Text:
UNITED STATES

SECURITIES AND EXCHANGE COMMISSION

Washington, D.C. 20549

 

FORM 8-K

 

CURRENT REPORT

Pursuant to Section 13 OR 15(D) of The Securities Exchange Act of 1934

 

 

Date of Report (Date of earliest event reported): September 12, 2013

 

 

 

Competitive Technologies, Inc.
(Exact name of registrant as specified in its charter)

 

 

Delaware 001-08696 36-2664428

(State or other jurisdiction

of incorporation)

(Commission File Number)

(IRS Employer

Identification No.)

 

 

1375 Kings Highway East, Fairfield, Connecticut 06824
(Address of principal executive offices) (Zip Code)

 

 

Registrant's telephone number, including area code: (203) 368-6044

 

 

N/A
(Former name or former address, if changed since last report)

 

Check the appropriate box below if the Form 8-K filing is intended to simultaneously satisfy the filing obligation of the registrant under any of the following provisions

 

¨Written communications pursuant to Rule 425 under the Securities Act (17 CFR 230.425)

 

¨Soliciting material pursuant to Rule 14a-12 under the Exchange Act (17 CFR 240.14a-12)

 

¨Pre-commencement communications pursuant to Rule 14d-2(b) under the Exchange Act (17 CFR 240.14d-2(b))

 

¨Pre-commencement communications pursuant to Rule 13e-4(c) under the Exchange Act (17 CFR 240.13e-4(c))

 

 
 

 

Item 5.02 Departure of Directors or Principal Officers; Election of Directors; Appointment of Principal Officers.

 

On September 12, 2013, Mr. Carl O’Connell, the Chief Executive Officer of Competitive Technologies, Inc. (the “Company”), notified the Company’s Board of Directors of his resignation from his position as Chief Executive Officer, effective September 26, 2013. Mr. O’Connell will remain a member of the Board of Directors. The resignation of Mr. O’Connell was not a result of any disagreements relating to the Company’s operations, policies or practices.

 

On September 30, 2013, the Board of Directors removed Johnnie D. Johnson as the Company’s Chief Financial Officer.

 

On September 27, 2013, the Board of Directors of the Company appointed Conrad Mir as the Company’s new Chief Executive Officer, and President and elected him as a member of the Board of Directors. On September 30, 2013, in connection with Mr. Johnson’s removal, Mr. Mir was appointed as the Company’s interim Chief Financial Officer.

 

Conrad Mir, age 45, has over twenty years of investment banking, financial structuring, and corporate reengineering experience. He has served in various executive management roles and on the Board of Directors of several companies in the biotechnology industry. Most recently, Mr. Mir was the Chief Financial Officer of Pressure BioSciences, Inc., (OTCQB: PBIO), a sample preparation company advancing its proprietary pressure cycling technology from December 2012 until September 2013. From June 2011 until October 2012, Mr. Mir was Chairman and CEO of Genetic Immunity, Inc., a plasmid, DNA company in the HIV space and was a consultant to Advaxis, Inc., (OTCQB: ADXS), a vaccine company from November 2008 until May 2011. Over the last five years, he was responsible for raising more than $40 million in growth capital and broadening corporate reach to new investors and current shareholders.

Material provided:
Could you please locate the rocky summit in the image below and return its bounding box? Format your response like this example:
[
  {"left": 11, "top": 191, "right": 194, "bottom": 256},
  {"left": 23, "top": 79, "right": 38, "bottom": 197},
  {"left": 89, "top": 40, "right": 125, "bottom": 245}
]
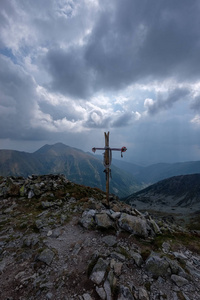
[{"left": 0, "top": 175, "right": 200, "bottom": 300}]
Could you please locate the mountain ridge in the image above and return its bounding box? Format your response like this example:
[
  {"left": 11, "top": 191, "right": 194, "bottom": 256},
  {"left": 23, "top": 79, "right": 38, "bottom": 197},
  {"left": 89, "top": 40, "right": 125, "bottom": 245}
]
[
  {"left": 123, "top": 174, "right": 200, "bottom": 213},
  {"left": 0, "top": 143, "right": 141, "bottom": 197}
]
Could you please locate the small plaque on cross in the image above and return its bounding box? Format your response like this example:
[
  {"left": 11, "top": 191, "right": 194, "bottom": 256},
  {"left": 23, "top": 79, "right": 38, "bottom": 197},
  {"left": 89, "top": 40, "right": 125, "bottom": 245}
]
[{"left": 92, "top": 131, "right": 127, "bottom": 204}]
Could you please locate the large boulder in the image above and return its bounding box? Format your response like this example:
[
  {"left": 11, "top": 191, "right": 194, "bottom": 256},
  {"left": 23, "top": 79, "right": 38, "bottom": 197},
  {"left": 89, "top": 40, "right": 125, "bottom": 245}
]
[
  {"left": 118, "top": 213, "right": 148, "bottom": 238},
  {"left": 146, "top": 254, "right": 171, "bottom": 278},
  {"left": 95, "top": 213, "right": 114, "bottom": 229},
  {"left": 90, "top": 257, "right": 109, "bottom": 285}
]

About this exercise: Revise the Form 8-K passage starting with "of incorporation)" and going on through "offices) (Zip Code)", replacing "principal executive offices" with "main executive offices".

Finished task:
of incorporation)

(Commission File Number)

(IRS Employer

Identification No.)

 

 

1375 Kings Highway East, Fairfield, Connecticut 06824
(Address of main executive offices) (Zip Code)